**** Information supplied ****

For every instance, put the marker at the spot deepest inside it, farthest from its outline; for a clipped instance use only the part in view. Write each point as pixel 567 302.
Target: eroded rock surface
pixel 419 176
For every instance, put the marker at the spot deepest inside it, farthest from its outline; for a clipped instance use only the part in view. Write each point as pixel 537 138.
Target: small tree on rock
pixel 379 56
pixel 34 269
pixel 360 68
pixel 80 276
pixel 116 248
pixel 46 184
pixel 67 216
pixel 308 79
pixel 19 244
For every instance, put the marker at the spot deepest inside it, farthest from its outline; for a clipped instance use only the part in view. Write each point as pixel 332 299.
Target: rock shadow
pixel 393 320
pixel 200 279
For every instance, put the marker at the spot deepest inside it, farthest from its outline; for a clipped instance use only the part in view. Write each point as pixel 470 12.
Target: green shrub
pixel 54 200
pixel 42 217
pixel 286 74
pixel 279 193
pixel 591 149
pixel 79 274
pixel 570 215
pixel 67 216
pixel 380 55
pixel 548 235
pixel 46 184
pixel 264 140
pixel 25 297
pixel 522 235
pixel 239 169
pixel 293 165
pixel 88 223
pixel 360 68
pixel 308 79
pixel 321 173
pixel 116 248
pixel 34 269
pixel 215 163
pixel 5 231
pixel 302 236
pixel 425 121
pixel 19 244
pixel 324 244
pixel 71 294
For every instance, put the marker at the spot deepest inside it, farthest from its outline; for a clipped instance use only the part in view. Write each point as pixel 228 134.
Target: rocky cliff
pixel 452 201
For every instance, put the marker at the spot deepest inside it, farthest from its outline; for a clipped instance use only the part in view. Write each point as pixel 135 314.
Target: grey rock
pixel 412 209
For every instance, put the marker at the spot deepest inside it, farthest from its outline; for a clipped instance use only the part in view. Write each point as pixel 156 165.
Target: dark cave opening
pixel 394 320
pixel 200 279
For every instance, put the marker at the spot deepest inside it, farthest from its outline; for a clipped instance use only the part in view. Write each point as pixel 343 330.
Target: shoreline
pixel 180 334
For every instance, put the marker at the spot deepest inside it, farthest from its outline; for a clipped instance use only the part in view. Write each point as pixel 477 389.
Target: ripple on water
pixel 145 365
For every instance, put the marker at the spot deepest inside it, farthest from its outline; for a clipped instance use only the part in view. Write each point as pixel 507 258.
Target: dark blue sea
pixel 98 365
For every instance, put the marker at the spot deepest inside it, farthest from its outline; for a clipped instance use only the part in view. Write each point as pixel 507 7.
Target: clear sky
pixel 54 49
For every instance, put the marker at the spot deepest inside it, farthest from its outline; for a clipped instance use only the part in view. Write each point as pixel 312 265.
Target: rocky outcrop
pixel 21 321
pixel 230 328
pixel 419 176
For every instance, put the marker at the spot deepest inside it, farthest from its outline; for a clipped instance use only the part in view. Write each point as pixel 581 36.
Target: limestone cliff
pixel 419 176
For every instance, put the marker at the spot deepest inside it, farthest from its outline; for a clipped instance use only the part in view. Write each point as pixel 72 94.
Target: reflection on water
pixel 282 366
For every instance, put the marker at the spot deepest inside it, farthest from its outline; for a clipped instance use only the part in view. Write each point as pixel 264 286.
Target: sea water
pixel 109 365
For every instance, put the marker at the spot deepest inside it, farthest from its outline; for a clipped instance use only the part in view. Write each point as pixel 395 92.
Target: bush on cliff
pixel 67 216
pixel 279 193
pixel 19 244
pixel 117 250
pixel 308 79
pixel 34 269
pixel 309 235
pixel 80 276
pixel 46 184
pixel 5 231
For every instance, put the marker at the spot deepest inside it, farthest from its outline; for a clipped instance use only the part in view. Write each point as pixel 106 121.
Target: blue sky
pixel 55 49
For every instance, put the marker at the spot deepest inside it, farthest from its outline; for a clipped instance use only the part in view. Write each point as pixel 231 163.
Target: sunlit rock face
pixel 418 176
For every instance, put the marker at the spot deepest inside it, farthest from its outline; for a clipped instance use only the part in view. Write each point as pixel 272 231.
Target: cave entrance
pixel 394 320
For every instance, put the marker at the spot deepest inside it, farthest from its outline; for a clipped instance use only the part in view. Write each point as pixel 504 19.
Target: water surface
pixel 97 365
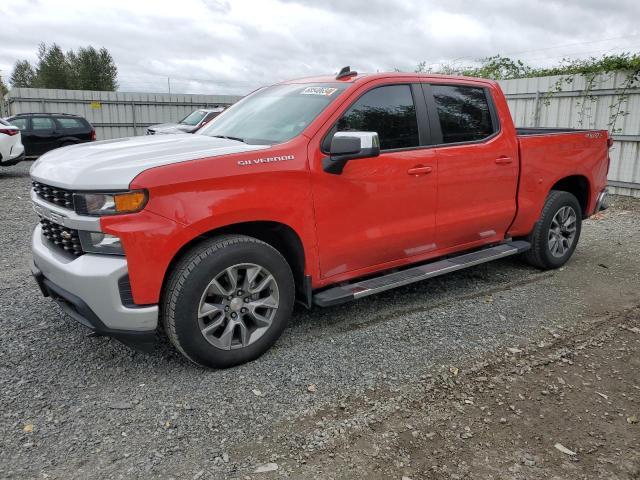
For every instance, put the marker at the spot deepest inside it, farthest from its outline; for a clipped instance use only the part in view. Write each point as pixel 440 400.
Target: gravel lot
pixel 79 407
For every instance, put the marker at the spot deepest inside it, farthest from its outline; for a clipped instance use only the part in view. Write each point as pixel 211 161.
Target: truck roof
pixel 366 77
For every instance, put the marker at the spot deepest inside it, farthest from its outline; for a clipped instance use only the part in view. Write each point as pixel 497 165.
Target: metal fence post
pixel 536 113
pixel 133 111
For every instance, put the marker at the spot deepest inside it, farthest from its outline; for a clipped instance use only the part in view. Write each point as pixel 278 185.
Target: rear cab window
pixel 464 113
pixel 69 123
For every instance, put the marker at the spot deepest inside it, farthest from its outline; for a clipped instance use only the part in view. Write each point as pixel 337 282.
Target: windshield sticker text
pixel 325 91
pixel 257 161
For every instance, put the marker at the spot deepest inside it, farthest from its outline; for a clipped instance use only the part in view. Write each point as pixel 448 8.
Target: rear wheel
pixel 227 301
pixel 557 232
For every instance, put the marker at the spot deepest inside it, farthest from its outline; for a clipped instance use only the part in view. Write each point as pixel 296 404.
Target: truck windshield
pixel 274 114
pixel 193 118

****

### [The exercise]
Update all of the rows above by replacing "marker" with "dot" wherever it occurs, keeping every other word unchanged. Omit the pictures from your answer.

### [Exercise answer]
For every instance, put the dot at the spot deepest inside it, farthest from its outline; for a clipped instance use only the part in view. Write each point as pixel 567 302.
Target: eroded rock surface
pixel 419 176
For every instance, put the dot at the spot deepest inside it, farthest from its outline; for a clipped instance use only the part in view. Write each point as pixel 537 138.
Target: small tree on rock
pixel 379 56
pixel 34 269
pixel 360 68
pixel 80 276
pixel 116 248
pixel 46 184
pixel 67 216
pixel 308 79
pixel 19 244
For every instance, put the dot at the spot deepest inside it, farthest from its outline; for a clipped instance use only the part in view. Write each point as pixel 332 299.
Target: rock shadow
pixel 393 320
pixel 200 279
For every instance, put the dot at the spot deepest inside it, farthest from its outline; for a clipped instance use only the part in view. Write each point as pixel 470 12.
Target: green shrub
pixel 54 200
pixel 42 217
pixel 286 74
pixel 279 193
pixel 591 149
pixel 79 274
pixel 570 215
pixel 67 216
pixel 380 55
pixel 548 235
pixel 46 184
pixel 264 140
pixel 25 297
pixel 522 235
pixel 239 169
pixel 293 165
pixel 88 223
pixel 360 68
pixel 308 79
pixel 321 173
pixel 116 248
pixel 34 269
pixel 215 163
pixel 5 231
pixel 302 236
pixel 425 121
pixel 19 244
pixel 324 244
pixel 71 294
For every instance, put the dot at the spot deepest inside it, farthest from its outline; for a clipped instance use only the part in view. Write each point as pixel 228 134.
Target: rocky cliff
pixel 452 201
For every instance, put the dot at the spot deepest inside it, farthest from its outline; for a clipped instance use only the part in view. Write each point as pixel 135 314.
Target: grey rock
pixel 412 209
For every instance, put the dot at the spot deepest inside it, farthest from its outline; for a clipped instance use only the part in view. Write each point as pixel 156 165.
Target: dark cave opening
pixel 394 320
pixel 200 279
For every instance, put the dot at the spot deepest inside it, farthest from its outline; for a clipped instance use only the part in view. Write each point as pixel 343 330.
Target: shoreline
pixel 180 334
For every instance, put the dot at the spot deepest inside it, farthest from its outline; for a clipped instance use only the part in view. Write each point as pixel 477 389.
Target: ripple on water
pixel 145 365
For every instance, put the dot at the spot deepest inside it, farthest from its outline; for a clipped instance use only the part in view. Write each point as pixel 507 258.
Target: dark blue sea
pixel 98 365
For every instance, put the dot at the spot deepest inside it, farthest from its outline; for a clipped instance use only the part in view. Write each point as pixel 507 7.
Target: clear sky
pixel 54 49
For every instance, put the dot at the spot deepest inside it, farthest from its outline; for a clipped instance use only the part in view. Write each point as pixel 312 265.
Target: rocky outcrop
pixel 21 321
pixel 230 328
pixel 419 176
For every instance, put the dot at the spot deepest inside it, farthest from its outline; for a clipped instance use only the part in view. Write each point as pixel 581 36.
Target: limestone cliff
pixel 419 176
For every instance, put the dot at the spot deepest inside it, farthest from its outline; for a clipped instance use only the part in view. Write each point as pixel 72 94.
Target: reflection on water
pixel 282 366
For every instance, put the dot at the spot deepest inside it, farthest from its outline; for a clipped instance use only the part in view. Write each point as pixel 264 286.
Target: sea water
pixel 109 365
For every instance, put the dot at the spot deepest inside it, farthest from its outline; for a clipped instance use only the part in view. Write each point as pixel 395 92.
Target: bush on cliff
pixel 67 216
pixel 279 193
pixel 19 244
pixel 117 250
pixel 308 79
pixel 34 269
pixel 309 235
pixel 80 276
pixel 46 184
pixel 5 231
For every instance, put the dot at the spot deepest inside it, farthest from its outline; for a clipped instance use only the part in view. Write each point as pixel 106 121.
Target: blue sky
pixel 55 49
For every instance, put the dot at the spot deepest inside it, farthest from its outline; for a clipped instance use only the part in view. Write each point as pixel 231 163.
Target: sunlit rock face
pixel 418 176
For every instance, put the dot at the spot deepest inside it, farthest from its outline; for a clipped instance use only the part in view. Write each point as pixel 272 231.
Target: cave entrance
pixel 394 320
For every instance, put the dot at the spot deepest inside it, farthest from its outline; for a clipped instance use only the part in view. Write each point as pixel 504 19.
Target: water surface
pixel 97 365
For every instance, put the dot at the spot deepest inside it, farthest from its outline; for a clipped instance use only the part in view. Write each point as pixel 440 400.
Target: gravel lot
pixel 79 407
For every instance, put the dot at the spot deepest inside it, farthest from its outline; for a clipped instance use only the part in view. Write each point as pixel 211 161.
Target: truck roof
pixel 366 77
For every instance, put the dot at the spot deepest inside it, farthest from its outline; for a clipped instance use only the part in view. Write each point as pixel 497 165.
Target: metal fence post
pixel 536 113
pixel 133 111
For every instance, put the dot at the spot deepest inside it, farthest from its outline; for a clipped instance use only the part in view. Write each point as pixel 278 185.
Target: rear cab window
pixel 464 113
pixel 69 123
For every instance, put the dot at the spot deepest inside it, farthest from its outline; for a clipped instance use only the part in view. Write each point as pixel 337 282.
Target: windshield sticker text
pixel 325 91
pixel 257 161
For every instance, put the dot at the spot deepest inside it, farthest from its outline; for a clipped instance use only the part in view. Write each point as pixel 448 8.
Target: rear wheel
pixel 227 301
pixel 557 232
For every instance, put the dot at the spot deepest inside it, farthest from its outline; for a clipped instance use only the part in view. Write each point as pixel 296 404.
Target: truck windshield
pixel 274 114
pixel 193 118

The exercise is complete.